▶ _Task requirements_: List, in full, every line in the items below that contains the string "green". Matching is case-sensitive.

-- START OF Provided entries --

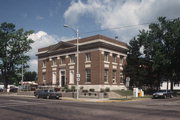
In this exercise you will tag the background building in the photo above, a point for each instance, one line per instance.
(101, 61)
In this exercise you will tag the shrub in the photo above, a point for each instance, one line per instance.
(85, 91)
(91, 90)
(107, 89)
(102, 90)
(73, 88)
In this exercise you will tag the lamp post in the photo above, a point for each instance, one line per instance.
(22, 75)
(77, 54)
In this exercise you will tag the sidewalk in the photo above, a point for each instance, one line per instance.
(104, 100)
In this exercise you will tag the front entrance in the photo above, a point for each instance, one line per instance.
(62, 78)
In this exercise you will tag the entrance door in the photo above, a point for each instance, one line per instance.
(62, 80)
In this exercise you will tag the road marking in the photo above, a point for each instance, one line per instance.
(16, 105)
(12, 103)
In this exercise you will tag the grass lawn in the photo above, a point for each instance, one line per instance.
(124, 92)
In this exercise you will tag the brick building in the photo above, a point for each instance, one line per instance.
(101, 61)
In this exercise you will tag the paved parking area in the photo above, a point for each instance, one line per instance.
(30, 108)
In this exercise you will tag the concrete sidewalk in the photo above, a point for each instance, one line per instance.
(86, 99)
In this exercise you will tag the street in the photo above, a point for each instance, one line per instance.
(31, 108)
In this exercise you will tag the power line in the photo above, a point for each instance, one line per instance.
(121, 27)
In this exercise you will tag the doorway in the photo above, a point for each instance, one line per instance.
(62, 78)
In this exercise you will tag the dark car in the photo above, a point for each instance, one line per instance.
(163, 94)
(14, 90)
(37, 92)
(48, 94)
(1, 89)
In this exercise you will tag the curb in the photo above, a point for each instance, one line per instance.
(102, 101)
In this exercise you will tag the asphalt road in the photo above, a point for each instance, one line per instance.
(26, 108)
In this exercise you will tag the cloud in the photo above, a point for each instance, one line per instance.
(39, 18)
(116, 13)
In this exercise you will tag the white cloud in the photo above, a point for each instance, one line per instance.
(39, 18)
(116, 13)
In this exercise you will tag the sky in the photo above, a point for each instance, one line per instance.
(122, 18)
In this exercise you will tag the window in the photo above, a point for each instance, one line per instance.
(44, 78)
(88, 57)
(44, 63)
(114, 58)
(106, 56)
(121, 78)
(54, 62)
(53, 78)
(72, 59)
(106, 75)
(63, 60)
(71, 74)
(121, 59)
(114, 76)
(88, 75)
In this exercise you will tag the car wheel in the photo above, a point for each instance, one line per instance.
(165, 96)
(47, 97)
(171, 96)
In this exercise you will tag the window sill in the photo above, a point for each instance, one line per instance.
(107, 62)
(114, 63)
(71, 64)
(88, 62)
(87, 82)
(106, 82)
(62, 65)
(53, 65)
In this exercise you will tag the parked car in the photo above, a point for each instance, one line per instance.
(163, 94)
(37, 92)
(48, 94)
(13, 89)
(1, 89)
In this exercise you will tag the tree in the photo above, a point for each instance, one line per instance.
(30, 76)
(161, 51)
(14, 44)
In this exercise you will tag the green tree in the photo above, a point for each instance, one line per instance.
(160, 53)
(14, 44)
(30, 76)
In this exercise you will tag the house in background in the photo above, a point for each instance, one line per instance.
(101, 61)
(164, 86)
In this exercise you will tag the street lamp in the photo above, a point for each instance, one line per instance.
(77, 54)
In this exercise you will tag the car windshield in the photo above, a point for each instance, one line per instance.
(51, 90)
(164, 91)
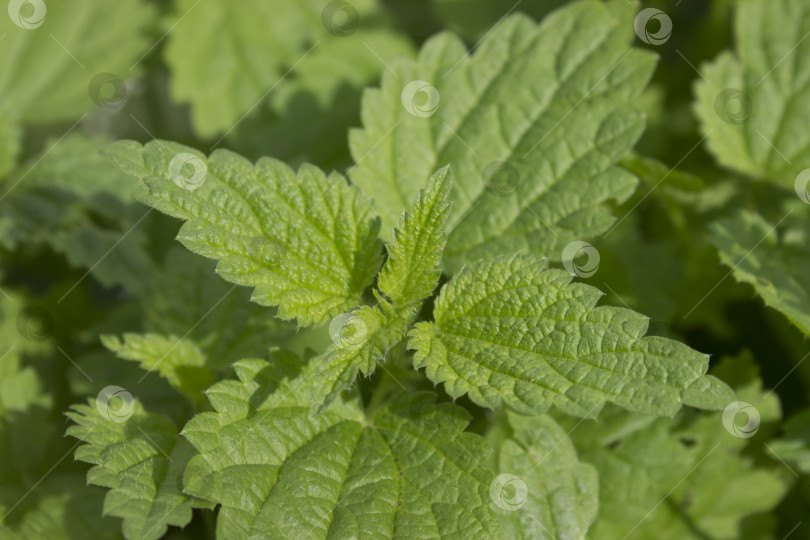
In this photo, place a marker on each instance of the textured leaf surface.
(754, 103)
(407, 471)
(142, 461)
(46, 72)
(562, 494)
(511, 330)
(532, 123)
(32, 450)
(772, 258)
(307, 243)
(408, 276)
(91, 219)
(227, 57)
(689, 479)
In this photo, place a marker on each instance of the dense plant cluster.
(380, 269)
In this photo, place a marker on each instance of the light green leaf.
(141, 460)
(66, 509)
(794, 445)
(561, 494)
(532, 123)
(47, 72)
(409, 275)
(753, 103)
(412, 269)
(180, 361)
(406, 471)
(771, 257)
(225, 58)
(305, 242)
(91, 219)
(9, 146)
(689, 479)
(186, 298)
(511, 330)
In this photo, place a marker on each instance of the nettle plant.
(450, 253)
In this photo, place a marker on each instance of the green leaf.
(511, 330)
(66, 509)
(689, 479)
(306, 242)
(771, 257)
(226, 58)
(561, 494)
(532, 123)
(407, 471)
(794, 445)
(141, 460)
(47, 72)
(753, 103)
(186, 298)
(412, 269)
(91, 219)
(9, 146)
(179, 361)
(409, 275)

-- END OF Provided entries --
-- START OF Provided entries --

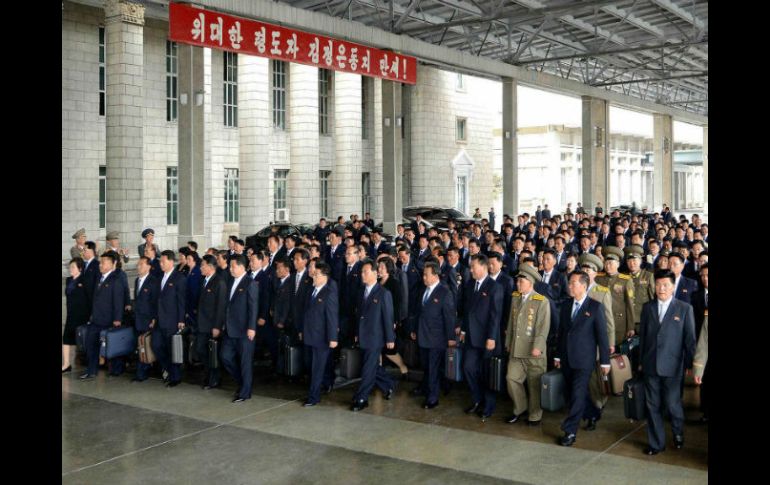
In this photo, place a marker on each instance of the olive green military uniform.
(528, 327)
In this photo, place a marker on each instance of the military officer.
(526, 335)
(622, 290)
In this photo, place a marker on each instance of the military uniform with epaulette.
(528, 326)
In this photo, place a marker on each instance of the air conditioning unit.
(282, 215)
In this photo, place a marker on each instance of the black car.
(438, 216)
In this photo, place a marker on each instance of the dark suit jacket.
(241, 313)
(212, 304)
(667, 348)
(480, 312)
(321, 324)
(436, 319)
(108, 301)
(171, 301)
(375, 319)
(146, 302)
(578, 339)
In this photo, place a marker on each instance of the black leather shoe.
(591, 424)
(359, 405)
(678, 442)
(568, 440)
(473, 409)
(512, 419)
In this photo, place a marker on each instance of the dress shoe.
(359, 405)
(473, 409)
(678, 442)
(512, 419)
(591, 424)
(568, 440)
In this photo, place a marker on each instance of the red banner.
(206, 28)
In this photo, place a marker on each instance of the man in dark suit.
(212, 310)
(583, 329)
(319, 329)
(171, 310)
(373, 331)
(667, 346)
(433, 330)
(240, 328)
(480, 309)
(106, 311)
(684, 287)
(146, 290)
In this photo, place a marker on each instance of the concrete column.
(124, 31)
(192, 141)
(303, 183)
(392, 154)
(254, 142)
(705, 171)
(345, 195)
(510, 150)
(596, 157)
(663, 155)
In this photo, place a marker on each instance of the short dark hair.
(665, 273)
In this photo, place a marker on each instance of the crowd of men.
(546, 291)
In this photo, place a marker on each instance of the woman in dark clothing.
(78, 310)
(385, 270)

-- END OF Provided entries --

▶ _Output for this exercise_:
In this exercise you will tag the green tree in the photo above, a point for each instance, one line per instance.
In this photo, place a marker on each instance of the light green leaf.
In this photo, place a marker on each instance of the green leaf.
In this photo, place a marker on each instance of the olive green military uniform.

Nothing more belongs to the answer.